**Problem description:**
Rewrite the part of the data that opens with the line containing "Pass-network tagging: label the spectator" and closes with the line containing "[(162, 71), (91, 68)]" as a two-column CSV headed text and answer, giving each text and its answer one row. Wrap every value in double quotes and replace line breaks inside a value with spaces.

[Records from a collection]
* * * * *

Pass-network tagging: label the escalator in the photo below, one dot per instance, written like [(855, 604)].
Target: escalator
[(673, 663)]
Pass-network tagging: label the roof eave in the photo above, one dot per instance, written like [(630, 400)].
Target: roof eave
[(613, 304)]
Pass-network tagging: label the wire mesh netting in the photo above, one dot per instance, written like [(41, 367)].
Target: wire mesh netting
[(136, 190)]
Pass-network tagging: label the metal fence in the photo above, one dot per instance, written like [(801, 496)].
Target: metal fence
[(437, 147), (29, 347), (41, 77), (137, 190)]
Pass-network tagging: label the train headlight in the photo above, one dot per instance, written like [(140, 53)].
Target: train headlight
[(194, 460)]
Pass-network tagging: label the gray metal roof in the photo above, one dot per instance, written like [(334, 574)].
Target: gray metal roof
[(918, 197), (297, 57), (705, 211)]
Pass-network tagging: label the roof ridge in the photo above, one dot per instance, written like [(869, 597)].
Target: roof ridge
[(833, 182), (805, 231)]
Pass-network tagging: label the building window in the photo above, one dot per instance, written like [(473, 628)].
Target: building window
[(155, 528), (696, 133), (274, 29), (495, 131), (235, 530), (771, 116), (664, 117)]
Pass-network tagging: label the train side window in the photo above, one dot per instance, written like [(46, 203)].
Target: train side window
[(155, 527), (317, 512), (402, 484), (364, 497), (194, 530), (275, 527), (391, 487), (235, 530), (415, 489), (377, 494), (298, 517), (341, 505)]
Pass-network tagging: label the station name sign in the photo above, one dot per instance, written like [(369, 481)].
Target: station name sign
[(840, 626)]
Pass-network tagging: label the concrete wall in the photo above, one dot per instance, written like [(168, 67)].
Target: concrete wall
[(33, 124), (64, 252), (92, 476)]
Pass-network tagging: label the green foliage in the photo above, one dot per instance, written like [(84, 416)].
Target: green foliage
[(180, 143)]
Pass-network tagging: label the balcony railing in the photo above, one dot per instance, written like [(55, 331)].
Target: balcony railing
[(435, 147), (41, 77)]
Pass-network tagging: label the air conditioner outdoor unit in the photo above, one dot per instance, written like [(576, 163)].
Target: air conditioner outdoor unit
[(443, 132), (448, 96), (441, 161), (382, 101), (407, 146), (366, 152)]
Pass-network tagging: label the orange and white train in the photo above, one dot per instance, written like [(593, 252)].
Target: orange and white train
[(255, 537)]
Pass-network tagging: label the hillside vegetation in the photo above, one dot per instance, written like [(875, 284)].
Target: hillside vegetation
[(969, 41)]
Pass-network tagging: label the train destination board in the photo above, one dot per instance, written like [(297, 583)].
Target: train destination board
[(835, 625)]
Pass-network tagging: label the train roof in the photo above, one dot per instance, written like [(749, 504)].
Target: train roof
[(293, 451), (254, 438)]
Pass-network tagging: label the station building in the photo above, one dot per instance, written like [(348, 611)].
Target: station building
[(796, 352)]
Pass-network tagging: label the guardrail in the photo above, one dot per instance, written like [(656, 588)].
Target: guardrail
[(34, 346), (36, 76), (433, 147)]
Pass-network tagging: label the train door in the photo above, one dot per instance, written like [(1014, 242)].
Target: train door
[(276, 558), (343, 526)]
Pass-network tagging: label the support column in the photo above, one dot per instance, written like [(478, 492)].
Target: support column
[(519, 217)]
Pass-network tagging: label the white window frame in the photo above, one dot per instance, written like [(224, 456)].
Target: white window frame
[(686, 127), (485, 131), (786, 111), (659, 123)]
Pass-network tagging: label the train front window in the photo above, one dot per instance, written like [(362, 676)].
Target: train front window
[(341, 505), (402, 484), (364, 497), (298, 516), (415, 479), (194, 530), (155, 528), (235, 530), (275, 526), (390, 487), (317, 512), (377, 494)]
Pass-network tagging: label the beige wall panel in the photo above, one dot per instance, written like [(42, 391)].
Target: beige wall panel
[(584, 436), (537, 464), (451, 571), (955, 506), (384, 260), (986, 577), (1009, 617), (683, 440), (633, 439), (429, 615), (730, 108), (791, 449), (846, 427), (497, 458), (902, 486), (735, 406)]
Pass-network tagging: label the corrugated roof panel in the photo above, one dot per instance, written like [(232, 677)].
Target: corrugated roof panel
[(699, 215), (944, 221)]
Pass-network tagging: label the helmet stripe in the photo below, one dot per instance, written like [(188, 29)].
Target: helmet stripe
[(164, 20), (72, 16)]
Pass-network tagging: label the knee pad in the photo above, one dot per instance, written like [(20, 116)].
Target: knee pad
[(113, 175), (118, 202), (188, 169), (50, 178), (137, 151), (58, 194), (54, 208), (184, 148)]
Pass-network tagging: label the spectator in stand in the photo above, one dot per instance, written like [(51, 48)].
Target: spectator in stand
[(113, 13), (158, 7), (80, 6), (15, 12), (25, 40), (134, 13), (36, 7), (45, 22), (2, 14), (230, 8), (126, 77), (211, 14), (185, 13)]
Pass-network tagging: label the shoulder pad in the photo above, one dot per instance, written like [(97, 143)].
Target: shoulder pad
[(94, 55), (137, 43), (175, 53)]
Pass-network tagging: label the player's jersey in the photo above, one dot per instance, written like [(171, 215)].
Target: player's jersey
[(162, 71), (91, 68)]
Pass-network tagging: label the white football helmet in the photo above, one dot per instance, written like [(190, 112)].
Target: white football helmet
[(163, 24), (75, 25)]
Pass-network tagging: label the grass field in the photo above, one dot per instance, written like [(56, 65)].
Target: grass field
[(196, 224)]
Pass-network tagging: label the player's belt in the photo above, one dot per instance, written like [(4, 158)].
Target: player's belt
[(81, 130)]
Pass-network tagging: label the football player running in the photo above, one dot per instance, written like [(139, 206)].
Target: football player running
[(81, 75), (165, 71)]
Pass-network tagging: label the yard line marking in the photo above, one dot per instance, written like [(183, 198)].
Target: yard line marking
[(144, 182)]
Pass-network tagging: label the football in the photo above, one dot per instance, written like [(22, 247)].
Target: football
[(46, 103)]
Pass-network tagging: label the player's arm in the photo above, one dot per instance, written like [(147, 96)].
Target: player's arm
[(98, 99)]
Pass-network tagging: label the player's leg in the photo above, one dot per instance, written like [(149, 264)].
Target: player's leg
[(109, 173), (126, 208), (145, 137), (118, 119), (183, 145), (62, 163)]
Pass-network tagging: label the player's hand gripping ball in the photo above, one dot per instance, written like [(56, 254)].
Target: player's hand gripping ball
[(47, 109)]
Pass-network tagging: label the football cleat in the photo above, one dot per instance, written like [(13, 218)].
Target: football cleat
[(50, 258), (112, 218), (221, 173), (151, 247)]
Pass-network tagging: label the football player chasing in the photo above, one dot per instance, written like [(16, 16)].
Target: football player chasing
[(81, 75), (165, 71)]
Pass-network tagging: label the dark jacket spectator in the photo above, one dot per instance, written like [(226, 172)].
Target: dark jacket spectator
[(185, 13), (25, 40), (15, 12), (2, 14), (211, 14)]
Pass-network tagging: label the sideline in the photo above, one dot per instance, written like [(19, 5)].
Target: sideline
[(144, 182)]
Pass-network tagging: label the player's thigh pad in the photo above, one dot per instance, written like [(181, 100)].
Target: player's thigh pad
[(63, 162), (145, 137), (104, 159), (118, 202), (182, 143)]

* * * * *

**Solution:**
text,answer
"Pass-network tagging: label the spectator in stand in the photo above, one dot per instance, written like [(51, 48)]. Target: spectator in stand","[(113, 13), (158, 7), (80, 6), (15, 12), (25, 40), (134, 13), (36, 7), (45, 22), (2, 14), (230, 8), (126, 77), (211, 14), (185, 13)]"
"Pass-network tagging: label the shoulder pad in the photo above, one dot per instance, written like [(97, 143)]. Target: shoulder pad","[(94, 55), (137, 43), (175, 53)]"
"Pass-network tagging: label the player's jersey in the photo above, one dot per instance, written like [(171, 215)]. Target: player's jersey","[(162, 71), (91, 68)]"